Document passage Start Marker

We include a simple script to define a hidden Markov model corresponding to an MPS of a certain bond dimension in the hmm folder. This script requires the pomegranate library.

Running the code

We provide a jupyter notebook fitdataset.ipynb that explains how to create a model, load a dataset and train the model on the dataset. We also provide a jupyter notebook fittensor.ipynb that explains how to train the model to approximate a given non-negative tensor.

Input parameters of a tensor network (all parameters are optional):

  • D : int [default: 2], bond dimension/rank of the tensor networks.
  • learning_rate : float [default: 1.0], learning rate for gradient descent.
  • batch_size : int [default: 20], number of training examples per minibatch.
  • n_iter : int [default: 10], number of epochs over the training dataset to perform, or number of iterations of the optimization for approximating a given tensor.
  • random_state : int or numpy.RandomState [default: None], a random number generator instance to define the state of the random permutations generator. If an integer is given, it fixes the seed. Defaults to the global numpy random number generator.
  • verbose : int [default: 0], the verbosity level. Zero means silent mode.

Document passage End Marker
Data provided Start Marker

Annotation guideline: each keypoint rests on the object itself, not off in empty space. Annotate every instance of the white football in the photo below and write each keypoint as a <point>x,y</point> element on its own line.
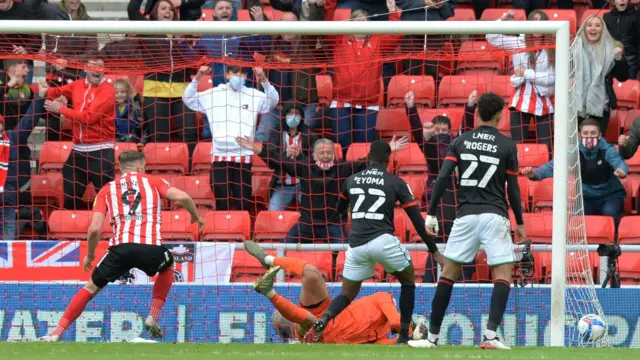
<point>591,327</point>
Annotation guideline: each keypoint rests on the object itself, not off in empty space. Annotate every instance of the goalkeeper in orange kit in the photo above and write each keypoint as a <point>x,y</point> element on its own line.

Data provided End Marker

▶ Problem to work on: Return the tensor network documentation passage word for word, starting at "Running the code" and ending at "examples per minibatch.".

▶ Solution for this exercise:
Running the code

We provide a jupyter notebook fitdataset.ipynb that explains how to create a model, load a dataset and train the model on the dataset. We also provide a jupyter notebook fittensor.ipynb that explains how to train the model to approximate a given non-negative tensor.

Input parameters of a tensor network (all parameters are optional):

  • D : int [default: 2], bond dimension/rank of the tensor networks.
  • learning_rate : float [default: 1.0], learning rate for gradient descent.
  • batch_size : int [default: 20], number of training examples per minibatch.